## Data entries
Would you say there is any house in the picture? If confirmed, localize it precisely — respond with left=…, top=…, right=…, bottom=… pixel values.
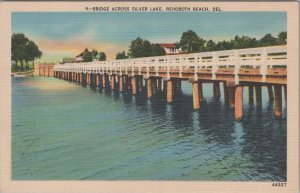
left=159, top=43, right=181, bottom=55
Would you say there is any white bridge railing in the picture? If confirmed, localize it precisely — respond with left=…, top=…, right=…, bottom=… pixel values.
left=54, top=46, right=287, bottom=81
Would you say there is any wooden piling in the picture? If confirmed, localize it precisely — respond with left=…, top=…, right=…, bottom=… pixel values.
left=248, top=85, right=254, bottom=104
left=167, top=80, right=173, bottom=103
left=213, top=82, right=221, bottom=97
left=102, top=74, right=106, bottom=88
left=267, top=85, right=274, bottom=101
left=110, top=75, right=115, bottom=90
left=283, top=84, right=287, bottom=106
left=223, top=82, right=229, bottom=104
left=228, top=86, right=235, bottom=108
left=255, top=85, right=262, bottom=107
left=274, top=85, right=282, bottom=117
left=147, top=78, right=152, bottom=98
left=234, top=85, right=243, bottom=121
left=192, top=82, right=200, bottom=109
left=119, top=76, right=123, bottom=92
left=131, top=77, right=136, bottom=95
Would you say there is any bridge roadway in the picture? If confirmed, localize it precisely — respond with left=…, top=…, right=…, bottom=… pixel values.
left=53, top=46, right=288, bottom=120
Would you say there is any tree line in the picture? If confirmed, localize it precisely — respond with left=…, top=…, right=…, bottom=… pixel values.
left=82, top=48, right=106, bottom=62
left=11, top=33, right=42, bottom=72
left=116, top=30, right=287, bottom=59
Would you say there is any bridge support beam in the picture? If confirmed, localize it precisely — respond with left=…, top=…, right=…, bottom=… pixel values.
left=267, top=85, right=274, bottom=101
left=213, top=82, right=221, bottom=97
left=274, top=85, right=282, bottom=117
left=110, top=75, right=115, bottom=90
left=167, top=80, right=173, bottom=103
left=283, top=85, right=287, bottom=106
left=95, top=74, right=99, bottom=87
left=255, top=85, right=262, bottom=107
left=234, top=85, right=243, bottom=121
left=102, top=74, right=106, bottom=88
left=248, top=85, right=254, bottom=104
left=227, top=86, right=235, bottom=109
left=173, top=79, right=181, bottom=94
left=131, top=76, right=136, bottom=95
left=223, top=82, right=229, bottom=104
left=192, top=82, right=200, bottom=109
left=118, top=76, right=123, bottom=92
left=147, top=78, right=152, bottom=99
left=151, top=78, right=157, bottom=95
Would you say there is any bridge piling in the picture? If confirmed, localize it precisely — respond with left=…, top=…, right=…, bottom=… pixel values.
left=110, top=75, right=115, bottom=90
left=167, top=79, right=173, bottom=103
left=274, top=85, right=282, bottom=118
left=267, top=85, right=274, bottom=101
left=255, top=85, right=262, bottom=108
left=283, top=85, right=287, bottom=106
left=213, top=82, right=221, bottom=97
left=146, top=78, right=152, bottom=99
left=248, top=85, right=254, bottom=104
left=192, top=81, right=200, bottom=110
left=131, top=76, right=136, bottom=95
left=227, top=86, right=235, bottom=109
left=234, top=85, right=243, bottom=121
left=118, top=76, right=123, bottom=92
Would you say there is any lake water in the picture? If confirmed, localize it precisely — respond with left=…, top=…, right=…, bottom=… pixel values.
left=12, top=77, right=287, bottom=181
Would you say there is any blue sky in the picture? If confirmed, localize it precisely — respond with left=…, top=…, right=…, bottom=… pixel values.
left=12, top=12, right=287, bottom=61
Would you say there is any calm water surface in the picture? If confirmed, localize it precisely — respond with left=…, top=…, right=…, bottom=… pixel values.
left=12, top=77, right=287, bottom=181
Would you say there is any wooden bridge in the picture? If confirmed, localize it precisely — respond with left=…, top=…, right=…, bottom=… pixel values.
left=53, top=46, right=288, bottom=120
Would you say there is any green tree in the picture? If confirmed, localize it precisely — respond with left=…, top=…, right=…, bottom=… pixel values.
left=82, top=48, right=93, bottom=62
left=99, top=52, right=106, bottom=61
left=25, top=41, right=42, bottom=68
left=116, top=51, right=128, bottom=60
left=277, top=32, right=287, bottom=45
left=205, top=40, right=217, bottom=51
left=128, top=37, right=165, bottom=58
left=11, top=33, right=42, bottom=71
left=177, top=30, right=205, bottom=53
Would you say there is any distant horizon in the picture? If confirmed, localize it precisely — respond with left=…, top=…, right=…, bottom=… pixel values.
left=12, top=12, right=287, bottom=63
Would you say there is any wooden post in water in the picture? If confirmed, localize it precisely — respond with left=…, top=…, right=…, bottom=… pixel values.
left=151, top=78, right=157, bottom=95
left=283, top=84, right=287, bottom=106
left=213, top=82, right=221, bottom=97
left=139, top=77, right=143, bottom=92
left=131, top=76, right=136, bottom=95
left=255, top=85, right=262, bottom=107
left=102, top=74, right=106, bottom=88
left=119, top=76, right=123, bottom=92
left=274, top=84, right=282, bottom=117
left=223, top=82, right=229, bottom=104
left=234, top=85, right=243, bottom=121
left=248, top=85, right=254, bottom=104
left=167, top=80, right=173, bottom=103
left=228, top=86, right=235, bottom=109
left=267, top=85, right=274, bottom=101
left=192, top=82, right=200, bottom=109
left=96, top=74, right=99, bottom=87
left=110, top=75, right=115, bottom=90
left=157, top=78, right=162, bottom=91
left=147, top=78, right=152, bottom=99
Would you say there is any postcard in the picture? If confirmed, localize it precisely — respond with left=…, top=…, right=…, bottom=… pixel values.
left=0, top=1, right=299, bottom=193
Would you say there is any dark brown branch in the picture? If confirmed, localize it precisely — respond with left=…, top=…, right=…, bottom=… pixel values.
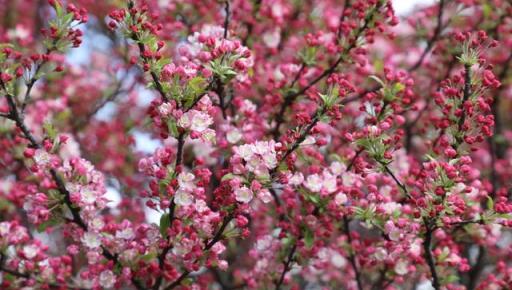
left=343, top=215, right=363, bottom=290
left=165, top=214, right=233, bottom=290
left=272, top=6, right=380, bottom=137
left=275, top=242, right=297, bottom=290
left=409, top=0, right=445, bottom=72
left=423, top=218, right=441, bottom=290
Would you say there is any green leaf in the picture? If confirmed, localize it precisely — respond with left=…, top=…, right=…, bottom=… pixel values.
left=167, top=119, right=179, bottom=137
left=140, top=252, right=156, bottom=262
left=37, top=217, right=60, bottom=233
left=486, top=196, right=494, bottom=209
left=43, top=122, right=57, bottom=141
left=220, top=173, right=235, bottom=181
left=160, top=213, right=171, bottom=237
left=304, top=228, right=315, bottom=249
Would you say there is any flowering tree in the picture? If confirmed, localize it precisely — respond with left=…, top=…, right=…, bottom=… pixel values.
left=0, top=0, right=512, bottom=290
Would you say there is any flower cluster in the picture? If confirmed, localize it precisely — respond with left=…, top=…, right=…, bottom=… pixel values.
left=0, top=0, right=512, bottom=290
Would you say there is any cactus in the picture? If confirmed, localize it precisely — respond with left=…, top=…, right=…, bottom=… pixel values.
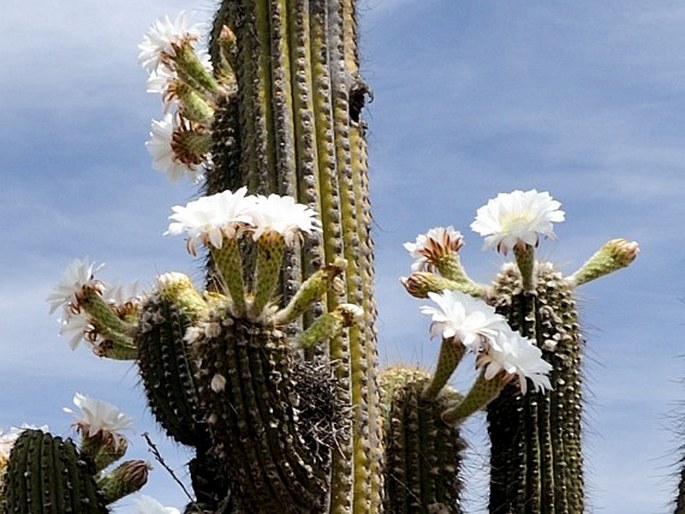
left=0, top=420, right=150, bottom=514
left=16, top=0, right=637, bottom=514
left=380, top=367, right=465, bottom=514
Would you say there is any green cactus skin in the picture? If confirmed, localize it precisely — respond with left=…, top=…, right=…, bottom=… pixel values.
left=193, top=298, right=337, bottom=513
left=673, top=459, right=685, bottom=514
left=487, top=263, right=585, bottom=514
left=2, top=430, right=109, bottom=514
left=136, top=295, right=209, bottom=449
left=379, top=367, right=465, bottom=514
left=207, top=0, right=382, bottom=513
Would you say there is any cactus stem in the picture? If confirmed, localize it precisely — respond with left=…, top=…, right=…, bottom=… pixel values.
left=273, top=259, right=347, bottom=325
left=400, top=271, right=487, bottom=298
left=514, top=242, right=536, bottom=293
left=173, top=42, right=219, bottom=96
left=442, top=372, right=508, bottom=426
left=297, top=303, right=363, bottom=348
left=422, top=339, right=465, bottom=399
left=567, top=239, right=640, bottom=287
left=209, top=238, right=247, bottom=316
left=249, top=231, right=285, bottom=319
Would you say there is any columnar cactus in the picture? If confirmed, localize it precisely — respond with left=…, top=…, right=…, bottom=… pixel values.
left=3, top=0, right=637, bottom=514
left=403, top=190, right=639, bottom=514
left=0, top=393, right=150, bottom=514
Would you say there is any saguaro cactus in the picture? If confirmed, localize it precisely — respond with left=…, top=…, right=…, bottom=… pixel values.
left=0, top=0, right=637, bottom=514
left=404, top=190, right=639, bottom=514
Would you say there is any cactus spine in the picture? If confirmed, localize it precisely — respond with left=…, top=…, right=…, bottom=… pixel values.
left=487, top=263, right=585, bottom=513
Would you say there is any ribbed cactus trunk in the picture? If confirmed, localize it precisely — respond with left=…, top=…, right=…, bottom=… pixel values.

## Problem description
Write out exactly the final stretch of the records: the line containing "Would you say there is any columnar" and every line after it, through the last, and nothing else.

## Solution for this problem
Would you say there is any columnar cactus in the picture? If confirmed, localize it precisely — respond with left=…, top=…, right=…, bottom=… pixel values.
left=3, top=0, right=637, bottom=514
left=403, top=190, right=639, bottom=514
left=0, top=393, right=150, bottom=514
Would you say there is any saguaro cactus in the picture? If confirmed, localize it precisely — respond with left=…, top=…, right=…, bottom=… pixel values.
left=0, top=0, right=637, bottom=514
left=404, top=190, right=639, bottom=514
Would you say there is any cactus spine in the picture? If confirmed, localize it precisely — respond with left=…, top=…, right=…, bottom=… pixel values.
left=487, top=263, right=585, bottom=513
Would you say there is any ribbed cactus trunk in the picture? If confirmed, localize it precisely — respond with left=…, top=…, right=…, bottom=… pixel values.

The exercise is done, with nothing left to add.